▶ Task statement
Please rewrite the data from the line with "the zucchini slice, where" up to and including the line with "(122, 1119)", requests included, and adjust every pixel coordinate in the answers by adding -128. Give only those lines.

(Point labeling data)
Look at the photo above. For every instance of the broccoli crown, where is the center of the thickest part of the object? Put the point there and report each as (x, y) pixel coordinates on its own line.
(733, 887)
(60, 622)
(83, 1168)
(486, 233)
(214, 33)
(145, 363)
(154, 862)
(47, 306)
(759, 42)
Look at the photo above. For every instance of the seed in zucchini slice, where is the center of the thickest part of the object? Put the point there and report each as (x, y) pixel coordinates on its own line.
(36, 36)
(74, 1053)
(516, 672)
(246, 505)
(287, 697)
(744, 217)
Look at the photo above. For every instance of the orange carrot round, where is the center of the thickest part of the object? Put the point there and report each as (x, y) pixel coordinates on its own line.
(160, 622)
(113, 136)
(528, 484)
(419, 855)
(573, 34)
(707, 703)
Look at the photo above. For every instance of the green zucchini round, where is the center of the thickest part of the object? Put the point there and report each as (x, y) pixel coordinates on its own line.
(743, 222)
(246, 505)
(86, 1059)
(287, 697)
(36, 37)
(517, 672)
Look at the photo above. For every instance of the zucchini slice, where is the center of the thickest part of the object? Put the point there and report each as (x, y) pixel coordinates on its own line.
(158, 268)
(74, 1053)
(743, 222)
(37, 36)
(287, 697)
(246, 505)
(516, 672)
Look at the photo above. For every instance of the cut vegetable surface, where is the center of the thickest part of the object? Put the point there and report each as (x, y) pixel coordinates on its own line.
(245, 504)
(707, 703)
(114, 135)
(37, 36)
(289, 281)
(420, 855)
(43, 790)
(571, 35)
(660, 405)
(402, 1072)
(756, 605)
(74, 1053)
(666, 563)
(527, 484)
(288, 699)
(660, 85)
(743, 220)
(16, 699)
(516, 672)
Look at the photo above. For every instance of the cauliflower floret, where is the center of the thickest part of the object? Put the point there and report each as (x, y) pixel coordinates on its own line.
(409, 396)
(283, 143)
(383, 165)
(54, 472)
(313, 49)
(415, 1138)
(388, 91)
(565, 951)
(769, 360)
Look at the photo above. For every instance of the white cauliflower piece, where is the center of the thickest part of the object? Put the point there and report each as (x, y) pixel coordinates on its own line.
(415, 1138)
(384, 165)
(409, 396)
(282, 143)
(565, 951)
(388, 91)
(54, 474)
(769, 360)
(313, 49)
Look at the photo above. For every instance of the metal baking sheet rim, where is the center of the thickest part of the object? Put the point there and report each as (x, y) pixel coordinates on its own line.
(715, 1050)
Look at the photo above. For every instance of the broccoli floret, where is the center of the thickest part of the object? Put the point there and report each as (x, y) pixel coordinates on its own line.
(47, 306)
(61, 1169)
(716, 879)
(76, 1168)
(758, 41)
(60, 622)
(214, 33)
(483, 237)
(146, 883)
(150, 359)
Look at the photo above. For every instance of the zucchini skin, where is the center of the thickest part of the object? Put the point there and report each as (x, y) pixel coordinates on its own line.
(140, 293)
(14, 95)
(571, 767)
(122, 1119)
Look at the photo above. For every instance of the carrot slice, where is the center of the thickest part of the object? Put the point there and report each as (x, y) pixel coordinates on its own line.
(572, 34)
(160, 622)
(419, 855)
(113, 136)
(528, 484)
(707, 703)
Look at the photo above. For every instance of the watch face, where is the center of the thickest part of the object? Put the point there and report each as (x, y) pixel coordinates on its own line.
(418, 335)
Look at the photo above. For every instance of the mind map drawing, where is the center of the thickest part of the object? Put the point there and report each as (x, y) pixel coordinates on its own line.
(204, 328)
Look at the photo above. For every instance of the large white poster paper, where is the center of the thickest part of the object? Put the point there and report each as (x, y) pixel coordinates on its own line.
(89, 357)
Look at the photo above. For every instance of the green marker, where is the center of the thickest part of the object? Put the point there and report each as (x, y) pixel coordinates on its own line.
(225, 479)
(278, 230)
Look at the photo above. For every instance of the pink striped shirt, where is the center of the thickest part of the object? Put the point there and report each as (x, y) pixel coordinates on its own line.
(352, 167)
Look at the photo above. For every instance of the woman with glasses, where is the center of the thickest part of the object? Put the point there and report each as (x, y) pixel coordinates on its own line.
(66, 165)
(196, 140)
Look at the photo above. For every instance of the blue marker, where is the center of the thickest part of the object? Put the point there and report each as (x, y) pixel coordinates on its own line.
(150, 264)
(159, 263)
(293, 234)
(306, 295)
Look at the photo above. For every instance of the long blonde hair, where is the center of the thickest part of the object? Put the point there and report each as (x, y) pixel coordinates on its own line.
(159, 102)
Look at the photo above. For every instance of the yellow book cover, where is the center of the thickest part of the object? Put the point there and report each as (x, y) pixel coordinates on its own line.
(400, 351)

▶ Answer to the task
Look at the photo above. For every instance of the zucchini slice, where is the center of the thickest part of the object? Put the point there and report each as (x, y) pixel coordinates on its own line.
(30, 140)
(-54, 925)
(615, 94)
(-91, -92)
(159, 569)
(118, 377)
(388, 544)
Look at the photo above. For every instance of the cut vegetable surface, where is the center of the thickest part of the object? Put the point there and report each as (x, y) pixel coordinates on its own line.
(117, 376)
(579, 575)
(-14, 7)
(-91, -92)
(161, 153)
(292, 727)
(-85, 662)
(443, -93)
(532, 277)
(274, 944)
(628, 477)
(-54, 925)
(538, 435)
(399, 356)
(160, 571)
(532, -43)
(615, 92)
(-112, 571)
(388, 544)
Look at the photo above. For every instance of the cauliflower floret, where is the center of the thickest part of the object? Put the point there and report each as (x, y) pixel coordinates on its own line.
(281, 268)
(155, 15)
(255, 37)
(-74, 344)
(185, -79)
(287, 1010)
(260, -37)
(437, 823)
(641, 232)
Look at the photo above. For every instance of the white cauliflower piece, where is the center of the thickest part of the object? Put the point there and report each as (x, y) pixel coordinates on its own line.
(287, 1010)
(256, 37)
(281, 268)
(154, 15)
(437, 823)
(260, -37)
(-74, 346)
(641, 232)
(185, -79)
Look at the photo above. For every instance of the metal baking sheet rim, where is the center of the thickest part of the object? Put the point there and report each as (x, y) pixel coordinates on its own line.
(587, 922)
Look at the photo above. For every instance of the broccoli floret, where is the center of the thickest part of the object? Put the point there and report each as (x, y) pixel coordinates on its own line.
(-81, 178)
(-67, 1041)
(588, 751)
(-52, 1040)
(630, -87)
(-68, 494)
(86, -95)
(355, 109)
(18, 755)
(22, 231)
Look at the photo above. For every instance of the zucchini skin, where is the center of the thickest part of the object? Put the point there and report each as (x, y) pixel coordinates on its own line.
(12, 165)
(-114, -33)
(443, 639)
(-6, 991)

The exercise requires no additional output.